Given request: Count the lines in the listing below that contain the word "ground". Give only the number.

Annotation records
☆ ☆ ☆ ☆ ☆

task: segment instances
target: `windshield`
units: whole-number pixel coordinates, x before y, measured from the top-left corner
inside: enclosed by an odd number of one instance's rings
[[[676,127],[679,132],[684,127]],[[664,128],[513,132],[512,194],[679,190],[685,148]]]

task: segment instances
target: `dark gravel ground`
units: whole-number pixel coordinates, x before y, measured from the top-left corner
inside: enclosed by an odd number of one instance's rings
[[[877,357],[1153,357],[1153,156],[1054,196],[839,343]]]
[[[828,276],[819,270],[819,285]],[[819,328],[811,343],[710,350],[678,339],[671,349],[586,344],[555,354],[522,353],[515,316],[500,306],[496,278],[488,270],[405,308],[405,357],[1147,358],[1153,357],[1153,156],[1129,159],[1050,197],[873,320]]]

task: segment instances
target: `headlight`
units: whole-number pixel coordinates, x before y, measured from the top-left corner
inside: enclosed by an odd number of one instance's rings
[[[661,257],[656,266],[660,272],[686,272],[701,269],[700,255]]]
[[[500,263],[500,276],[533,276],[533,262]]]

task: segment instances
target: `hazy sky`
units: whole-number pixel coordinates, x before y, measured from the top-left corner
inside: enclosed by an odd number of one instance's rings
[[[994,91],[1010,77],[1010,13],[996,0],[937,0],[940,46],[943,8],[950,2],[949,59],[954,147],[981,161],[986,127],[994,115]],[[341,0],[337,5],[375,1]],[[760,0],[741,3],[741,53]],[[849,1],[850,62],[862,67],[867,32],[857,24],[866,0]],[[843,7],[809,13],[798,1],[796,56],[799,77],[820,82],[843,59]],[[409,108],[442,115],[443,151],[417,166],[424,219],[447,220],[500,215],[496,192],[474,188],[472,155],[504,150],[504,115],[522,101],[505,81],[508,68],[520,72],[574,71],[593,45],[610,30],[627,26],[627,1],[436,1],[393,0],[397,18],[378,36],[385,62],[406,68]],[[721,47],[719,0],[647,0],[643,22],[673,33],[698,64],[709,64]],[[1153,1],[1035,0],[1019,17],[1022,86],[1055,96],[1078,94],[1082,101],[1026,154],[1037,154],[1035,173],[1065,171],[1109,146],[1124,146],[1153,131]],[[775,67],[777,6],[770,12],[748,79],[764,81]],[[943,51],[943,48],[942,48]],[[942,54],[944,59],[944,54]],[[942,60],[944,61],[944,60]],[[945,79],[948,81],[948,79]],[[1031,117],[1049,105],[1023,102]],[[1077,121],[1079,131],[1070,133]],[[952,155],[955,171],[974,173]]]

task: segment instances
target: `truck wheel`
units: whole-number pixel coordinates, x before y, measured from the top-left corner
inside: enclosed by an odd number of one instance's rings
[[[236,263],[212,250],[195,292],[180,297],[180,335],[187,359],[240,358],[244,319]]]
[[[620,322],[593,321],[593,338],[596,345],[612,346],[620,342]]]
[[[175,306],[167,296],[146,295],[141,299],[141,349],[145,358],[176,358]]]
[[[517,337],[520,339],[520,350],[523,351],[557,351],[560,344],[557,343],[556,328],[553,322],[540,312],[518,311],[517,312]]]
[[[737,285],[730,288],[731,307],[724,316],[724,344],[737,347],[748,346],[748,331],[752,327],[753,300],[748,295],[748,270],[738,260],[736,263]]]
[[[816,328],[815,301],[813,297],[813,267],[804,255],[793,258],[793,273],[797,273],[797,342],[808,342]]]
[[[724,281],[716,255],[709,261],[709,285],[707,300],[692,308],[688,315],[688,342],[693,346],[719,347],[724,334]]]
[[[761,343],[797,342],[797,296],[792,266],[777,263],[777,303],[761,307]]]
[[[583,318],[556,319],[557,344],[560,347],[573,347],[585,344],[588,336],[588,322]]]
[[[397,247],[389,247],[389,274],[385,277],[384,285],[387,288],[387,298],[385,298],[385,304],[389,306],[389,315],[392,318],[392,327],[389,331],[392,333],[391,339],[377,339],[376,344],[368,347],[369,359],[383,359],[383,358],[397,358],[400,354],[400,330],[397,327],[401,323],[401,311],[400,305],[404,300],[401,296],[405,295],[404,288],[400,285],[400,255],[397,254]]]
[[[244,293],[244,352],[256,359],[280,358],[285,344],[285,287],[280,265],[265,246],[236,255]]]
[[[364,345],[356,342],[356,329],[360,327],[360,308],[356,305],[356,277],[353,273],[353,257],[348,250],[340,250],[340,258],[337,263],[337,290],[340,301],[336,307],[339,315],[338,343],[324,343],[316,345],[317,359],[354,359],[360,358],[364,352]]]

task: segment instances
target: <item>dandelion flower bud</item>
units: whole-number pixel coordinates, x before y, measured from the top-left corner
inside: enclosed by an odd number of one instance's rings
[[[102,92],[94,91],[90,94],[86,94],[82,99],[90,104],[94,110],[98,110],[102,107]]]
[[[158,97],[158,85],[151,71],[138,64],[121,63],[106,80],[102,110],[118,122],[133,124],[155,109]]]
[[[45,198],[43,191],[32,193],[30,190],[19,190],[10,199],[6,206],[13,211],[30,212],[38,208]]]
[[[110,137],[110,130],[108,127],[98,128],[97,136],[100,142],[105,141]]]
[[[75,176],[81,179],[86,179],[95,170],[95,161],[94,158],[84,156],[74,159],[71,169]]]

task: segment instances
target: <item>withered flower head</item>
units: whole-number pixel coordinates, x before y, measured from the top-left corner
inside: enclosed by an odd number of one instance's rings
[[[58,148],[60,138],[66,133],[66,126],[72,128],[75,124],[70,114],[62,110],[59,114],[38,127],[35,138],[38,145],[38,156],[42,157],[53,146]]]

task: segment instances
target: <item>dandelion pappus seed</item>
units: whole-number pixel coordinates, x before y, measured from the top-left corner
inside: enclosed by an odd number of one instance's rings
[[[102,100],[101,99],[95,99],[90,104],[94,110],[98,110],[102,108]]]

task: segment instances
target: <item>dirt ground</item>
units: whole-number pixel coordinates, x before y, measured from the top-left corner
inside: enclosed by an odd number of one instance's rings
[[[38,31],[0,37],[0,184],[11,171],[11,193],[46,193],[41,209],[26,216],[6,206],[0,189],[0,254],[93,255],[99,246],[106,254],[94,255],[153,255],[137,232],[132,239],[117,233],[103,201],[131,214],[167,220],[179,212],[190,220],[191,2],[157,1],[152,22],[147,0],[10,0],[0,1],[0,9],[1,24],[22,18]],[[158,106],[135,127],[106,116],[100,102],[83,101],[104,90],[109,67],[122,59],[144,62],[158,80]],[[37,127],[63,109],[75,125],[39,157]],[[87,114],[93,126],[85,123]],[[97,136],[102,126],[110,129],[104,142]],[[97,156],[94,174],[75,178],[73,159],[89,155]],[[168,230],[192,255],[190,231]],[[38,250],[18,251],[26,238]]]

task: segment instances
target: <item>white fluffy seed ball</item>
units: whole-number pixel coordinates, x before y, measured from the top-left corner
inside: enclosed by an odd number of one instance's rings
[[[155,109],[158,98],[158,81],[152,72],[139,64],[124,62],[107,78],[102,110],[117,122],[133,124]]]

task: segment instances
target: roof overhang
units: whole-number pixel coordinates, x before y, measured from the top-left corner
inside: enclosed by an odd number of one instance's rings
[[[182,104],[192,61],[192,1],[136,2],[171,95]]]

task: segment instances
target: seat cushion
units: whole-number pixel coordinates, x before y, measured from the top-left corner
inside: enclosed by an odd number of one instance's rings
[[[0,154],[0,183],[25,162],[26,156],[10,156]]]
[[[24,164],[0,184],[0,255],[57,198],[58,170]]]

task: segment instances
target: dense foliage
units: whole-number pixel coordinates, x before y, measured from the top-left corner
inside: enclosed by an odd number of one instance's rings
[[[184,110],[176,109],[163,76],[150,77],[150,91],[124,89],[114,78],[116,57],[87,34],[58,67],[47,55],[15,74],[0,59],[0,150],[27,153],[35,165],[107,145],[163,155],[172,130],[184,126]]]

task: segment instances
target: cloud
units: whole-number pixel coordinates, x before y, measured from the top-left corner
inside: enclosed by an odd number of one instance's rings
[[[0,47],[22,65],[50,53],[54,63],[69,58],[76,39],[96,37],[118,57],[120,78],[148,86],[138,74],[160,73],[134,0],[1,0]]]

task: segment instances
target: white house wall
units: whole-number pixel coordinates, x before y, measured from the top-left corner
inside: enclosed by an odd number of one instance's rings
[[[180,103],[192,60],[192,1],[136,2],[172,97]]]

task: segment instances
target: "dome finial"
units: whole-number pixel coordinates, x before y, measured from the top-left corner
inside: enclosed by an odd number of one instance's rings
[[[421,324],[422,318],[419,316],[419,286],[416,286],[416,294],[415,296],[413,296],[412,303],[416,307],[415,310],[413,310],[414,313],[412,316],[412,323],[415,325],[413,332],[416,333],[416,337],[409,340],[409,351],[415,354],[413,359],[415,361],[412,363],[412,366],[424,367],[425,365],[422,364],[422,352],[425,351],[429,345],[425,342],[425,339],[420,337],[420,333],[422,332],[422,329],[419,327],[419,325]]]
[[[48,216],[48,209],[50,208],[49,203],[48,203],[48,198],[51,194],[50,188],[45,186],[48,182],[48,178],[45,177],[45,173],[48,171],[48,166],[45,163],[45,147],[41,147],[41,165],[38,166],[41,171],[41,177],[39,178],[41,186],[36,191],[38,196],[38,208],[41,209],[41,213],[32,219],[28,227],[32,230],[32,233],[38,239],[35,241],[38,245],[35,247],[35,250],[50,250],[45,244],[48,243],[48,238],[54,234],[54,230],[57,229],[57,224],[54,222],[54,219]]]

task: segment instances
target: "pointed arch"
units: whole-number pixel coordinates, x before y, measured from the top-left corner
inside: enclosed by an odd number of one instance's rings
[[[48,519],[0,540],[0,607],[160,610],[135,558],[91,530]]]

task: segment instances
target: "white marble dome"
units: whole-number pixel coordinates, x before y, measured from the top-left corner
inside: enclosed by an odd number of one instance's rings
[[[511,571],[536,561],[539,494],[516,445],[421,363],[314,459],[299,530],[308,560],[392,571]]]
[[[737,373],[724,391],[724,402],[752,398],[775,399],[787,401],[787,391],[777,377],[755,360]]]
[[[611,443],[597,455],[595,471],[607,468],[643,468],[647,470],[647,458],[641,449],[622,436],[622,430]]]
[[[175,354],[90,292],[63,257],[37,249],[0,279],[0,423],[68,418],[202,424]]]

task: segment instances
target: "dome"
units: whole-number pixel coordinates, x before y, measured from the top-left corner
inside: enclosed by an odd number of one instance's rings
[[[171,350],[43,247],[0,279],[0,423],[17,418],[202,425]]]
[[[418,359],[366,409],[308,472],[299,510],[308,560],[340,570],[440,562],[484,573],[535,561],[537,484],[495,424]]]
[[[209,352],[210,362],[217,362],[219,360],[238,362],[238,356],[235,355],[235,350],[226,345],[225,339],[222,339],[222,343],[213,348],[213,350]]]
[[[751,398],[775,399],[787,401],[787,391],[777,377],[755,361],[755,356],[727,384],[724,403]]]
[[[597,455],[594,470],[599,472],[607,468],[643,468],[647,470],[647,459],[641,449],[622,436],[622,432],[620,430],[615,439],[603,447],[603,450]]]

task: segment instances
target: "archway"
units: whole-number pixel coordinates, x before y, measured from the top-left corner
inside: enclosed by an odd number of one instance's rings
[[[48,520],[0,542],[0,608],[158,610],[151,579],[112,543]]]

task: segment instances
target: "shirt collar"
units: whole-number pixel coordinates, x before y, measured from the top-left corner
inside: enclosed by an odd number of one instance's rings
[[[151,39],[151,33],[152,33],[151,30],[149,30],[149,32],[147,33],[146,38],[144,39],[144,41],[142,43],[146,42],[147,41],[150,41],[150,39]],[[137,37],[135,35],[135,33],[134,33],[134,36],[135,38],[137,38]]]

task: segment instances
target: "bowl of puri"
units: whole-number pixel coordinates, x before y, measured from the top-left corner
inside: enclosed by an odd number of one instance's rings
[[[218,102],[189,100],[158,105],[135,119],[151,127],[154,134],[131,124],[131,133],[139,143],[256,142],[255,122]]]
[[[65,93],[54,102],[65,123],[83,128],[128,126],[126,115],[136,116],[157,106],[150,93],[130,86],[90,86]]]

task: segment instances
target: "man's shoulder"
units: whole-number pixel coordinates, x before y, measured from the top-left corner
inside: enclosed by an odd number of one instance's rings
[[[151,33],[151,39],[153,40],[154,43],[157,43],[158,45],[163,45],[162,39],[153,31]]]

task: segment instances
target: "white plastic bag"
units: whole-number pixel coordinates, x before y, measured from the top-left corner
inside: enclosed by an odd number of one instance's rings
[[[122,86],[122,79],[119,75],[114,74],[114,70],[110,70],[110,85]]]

☆ ☆ ☆ ☆ ☆

Result for this exercise: 2